START TASK INPUT
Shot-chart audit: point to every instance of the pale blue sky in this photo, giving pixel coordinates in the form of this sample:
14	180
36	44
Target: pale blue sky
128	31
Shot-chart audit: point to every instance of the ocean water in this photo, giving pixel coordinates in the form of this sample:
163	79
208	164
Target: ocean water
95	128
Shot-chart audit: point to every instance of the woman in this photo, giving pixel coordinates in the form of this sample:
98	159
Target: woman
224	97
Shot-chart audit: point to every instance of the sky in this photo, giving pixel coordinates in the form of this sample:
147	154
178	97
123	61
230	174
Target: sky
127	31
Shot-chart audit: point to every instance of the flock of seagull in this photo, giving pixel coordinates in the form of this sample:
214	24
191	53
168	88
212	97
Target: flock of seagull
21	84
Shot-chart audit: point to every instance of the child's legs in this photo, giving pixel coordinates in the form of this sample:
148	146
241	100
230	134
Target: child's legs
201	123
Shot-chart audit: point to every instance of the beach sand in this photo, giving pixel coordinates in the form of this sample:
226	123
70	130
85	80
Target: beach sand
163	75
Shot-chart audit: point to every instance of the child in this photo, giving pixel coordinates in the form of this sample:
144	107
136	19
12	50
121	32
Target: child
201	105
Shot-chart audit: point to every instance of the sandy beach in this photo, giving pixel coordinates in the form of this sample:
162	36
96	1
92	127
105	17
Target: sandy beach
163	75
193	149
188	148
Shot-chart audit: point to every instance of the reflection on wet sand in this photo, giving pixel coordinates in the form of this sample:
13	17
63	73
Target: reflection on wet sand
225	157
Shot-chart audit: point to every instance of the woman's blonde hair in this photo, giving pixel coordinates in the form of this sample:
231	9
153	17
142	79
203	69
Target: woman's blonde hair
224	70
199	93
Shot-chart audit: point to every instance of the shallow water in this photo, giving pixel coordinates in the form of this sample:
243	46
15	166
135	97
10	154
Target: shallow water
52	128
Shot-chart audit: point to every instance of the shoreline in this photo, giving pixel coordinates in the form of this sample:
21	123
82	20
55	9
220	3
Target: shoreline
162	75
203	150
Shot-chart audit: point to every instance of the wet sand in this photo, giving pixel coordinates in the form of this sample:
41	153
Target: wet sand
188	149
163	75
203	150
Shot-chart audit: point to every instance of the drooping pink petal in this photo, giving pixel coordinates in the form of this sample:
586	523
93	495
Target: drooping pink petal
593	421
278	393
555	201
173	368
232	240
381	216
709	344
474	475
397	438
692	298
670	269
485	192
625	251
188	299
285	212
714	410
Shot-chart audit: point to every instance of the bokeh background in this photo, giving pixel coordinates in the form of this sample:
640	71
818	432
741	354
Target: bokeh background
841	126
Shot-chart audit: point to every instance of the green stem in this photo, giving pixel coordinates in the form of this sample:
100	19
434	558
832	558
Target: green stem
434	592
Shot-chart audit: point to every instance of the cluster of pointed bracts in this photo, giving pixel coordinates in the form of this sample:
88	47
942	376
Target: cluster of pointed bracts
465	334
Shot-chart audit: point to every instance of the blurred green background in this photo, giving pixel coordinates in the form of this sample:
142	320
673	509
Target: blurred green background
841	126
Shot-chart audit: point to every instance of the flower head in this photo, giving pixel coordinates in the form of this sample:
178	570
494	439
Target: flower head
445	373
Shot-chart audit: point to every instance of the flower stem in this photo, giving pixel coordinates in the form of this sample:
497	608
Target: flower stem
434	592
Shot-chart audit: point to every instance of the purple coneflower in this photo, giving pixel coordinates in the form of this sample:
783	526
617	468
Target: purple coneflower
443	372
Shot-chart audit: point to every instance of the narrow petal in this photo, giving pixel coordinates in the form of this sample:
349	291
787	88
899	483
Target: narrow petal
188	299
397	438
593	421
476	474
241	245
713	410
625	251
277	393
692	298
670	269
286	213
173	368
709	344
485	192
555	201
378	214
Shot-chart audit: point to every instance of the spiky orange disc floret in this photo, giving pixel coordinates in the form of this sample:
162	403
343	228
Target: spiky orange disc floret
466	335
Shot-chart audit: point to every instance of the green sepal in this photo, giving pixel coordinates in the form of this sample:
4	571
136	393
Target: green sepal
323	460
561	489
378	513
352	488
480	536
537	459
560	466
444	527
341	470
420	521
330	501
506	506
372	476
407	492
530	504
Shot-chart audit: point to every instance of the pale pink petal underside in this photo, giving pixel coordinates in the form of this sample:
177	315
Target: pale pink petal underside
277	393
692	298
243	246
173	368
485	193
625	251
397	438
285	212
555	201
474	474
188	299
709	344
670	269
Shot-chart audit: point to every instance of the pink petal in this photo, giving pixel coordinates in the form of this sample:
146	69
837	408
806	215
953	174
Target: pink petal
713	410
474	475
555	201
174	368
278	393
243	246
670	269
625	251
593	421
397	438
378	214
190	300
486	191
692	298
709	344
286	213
END TASK INPUT
All of the entries above need to be reproduced exactly.

*TASK SOLUTION*:
Shot-chart audit: point to every instance of the pale blue sky in this photo, giving pixel coordinates in the form of this sample:
14	180
36	44
Target: pale blue sky
128	31
Shot-chart audit: point to every instance of the ocean water in this photo, giving pixel coordinates in the form of this sample:
163	79
208	164
Target: ocean water
95	128
Shot-chart audit: point to every instance of the woman in this photo, giving pixel coordinates in the form of this sample:
98	159
Target: woman
224	97
Shot-chart audit: point to every instance of the sky in this photo, giving pixel coordinates in the form of this sample:
147	154
178	97
123	61
230	174
Target: sky
127	31
Shot-chart audit: point to every instance of the flock of seagull in this photo, giving pixel coordinates in the form of this sample:
214	24
191	53
168	88
212	97
Target: flock of seagull
21	84
Shot-chart audit: point to every instance of the child's legs in this photo, giving pixel coordinates in the form of this sample:
148	146
241	100
230	134
Target: child's legs
201	123
Shot-chart audit: point to every instance of the beach sand in this photo, giving pixel coordinates in the form of this sample:
226	123
70	130
85	80
Target: beach sand
163	75
Shot-chart audit: point to every instance of the child in this photo, giving pixel coordinates in the form of this sample:
144	107
136	19
12	50
121	32
Target: child
201	105
Shot-chart audit: point to every instance of the sandy beach in this photo, giving pixel coordinates in the form of this sample:
162	36
96	1
92	127
105	17
Target: sandy beach
163	75
193	149
188	148
Shot-chart audit: point to every instance of the reflection on wet sand in this photo, giving pixel coordinates in the form of this sample:
13	17
63	73
Target: reflection on wet sand
225	157
Shot-chart audit: point to every instance of the woman's blonde hair in this photo, giving pixel coordinates in the form of this sample:
231	9
153	17
142	79
203	69
Target: woman's blonde hair
224	70
199	93
Shot-chart audit: point to every instance of the shallow water in this photo, giving pixel coordinates in the form of this sample:
243	46
15	166
135	97
10	154
Target: shallow water
52	128
Shot-chart audit: point to every instance of the shoreline in this photo, giving pixel coordinates in the form of this sample:
21	123
82	20
55	9
220	3
Target: shoreline
162	75
203	150
Shot-chart audit: point to every instance of the wet sand in this photo, giving pixel coordinates in the form of this sample:
41	153
Target: wet sand
188	149
163	75
203	150
Shot-chart audit: point to every instance of the drooping pink petal in this photo, giving pixel coordinates in the form of this sample:
586	523
93	495
Target: drooping pink petal
593	421
278	393
555	201
173	368
232	240
381	216
709	344
474	475
397	438
692	298
670	269
485	192
625	251
188	299
285	212
714	410
Shot-chart audit: point to every instance of the bokeh background in this photo, giving pixel coordinates in the form of this sample:
640	71
818	432
741	354
Target: bokeh background
841	126
Shot-chart audit: point to every instance of the green stem in this photo, giving pixel coordinates in the form of this sample:
100	19
434	558
832	558
Target: green stem
434	592
Shot-chart audit: point to every instance of the cluster of pointed bracts in this photo, giving pixel coordinates in the form of this sample:
88	47
942	376
Target: cluster of pointed bracts
465	334
Shot-chart audit: point to every instance of the blurred green background in this photo, giving pixel coordinates in the form of this sample:
142	320
673	509
Target: blurred green background
841	126
Shot-chart audit: point to every instance of the flower head in this photo, giving pixel coordinates in the form of this sample:
178	570
494	439
Target: flower head
445	373
Shot-chart audit: point to every instance of the flower stem in this photo, giving pixel coordinates in the form of this sample:
497	608
Target: flower stem
434	592
Shot-chart audit: point to every instance of the purple coneflower in this photo, giving pixel coordinates in the form of this sample:
783	526
617	468
Target: purple coneflower
443	372
Shot-chart audit: point to every instance of the narrow petal in this photo, giving pixel coordinates in the form of this sample:
349	291
787	88
899	483
Target: narrow petal
188	299
397	438
593	421
476	474
241	245
713	410
625	251
277	393
692	298
670	269
286	213
173	368
709	344
485	192
555	201
378	214
Shot-chart audit: point to every instance of the spiky orange disc floret in this photo, giving pixel coordinates in the form of this sample:
162	403
343	228
Target: spiky orange disc floret
466	335
Shot-chart audit: point to every instance of the green sepal in this photo, giving pixel coordinates in the form of this sample:
4	571
136	393
Target: green sepal
323	460
561	489
378	513
352	488
480	536
537	459
560	466
444	527
341	470
420	521
330	501
506	506
372	476
407	492
530	504
Shot-chart audit: point to every instance of the pale pink petal underside in this photo, giving pixel coordinates in the form of this sample:
177	315
Target: pale pink petal underside
277	393
692	298
243	246
173	368
485	193
625	251
397	438
285	212
555	201
474	474
188	299
709	344
670	269
Shot-chart audit: point to every instance of the pink petal in this photo, giving pixel coordinates in the form of this sample:
146	69
837	408
806	215
953	174
Target: pink petal
713	410
474	475
555	201
174	368
278	393
243	246
670	269
625	251
593	421
397	438
378	214
190	300
486	191
692	298
709	344
286	213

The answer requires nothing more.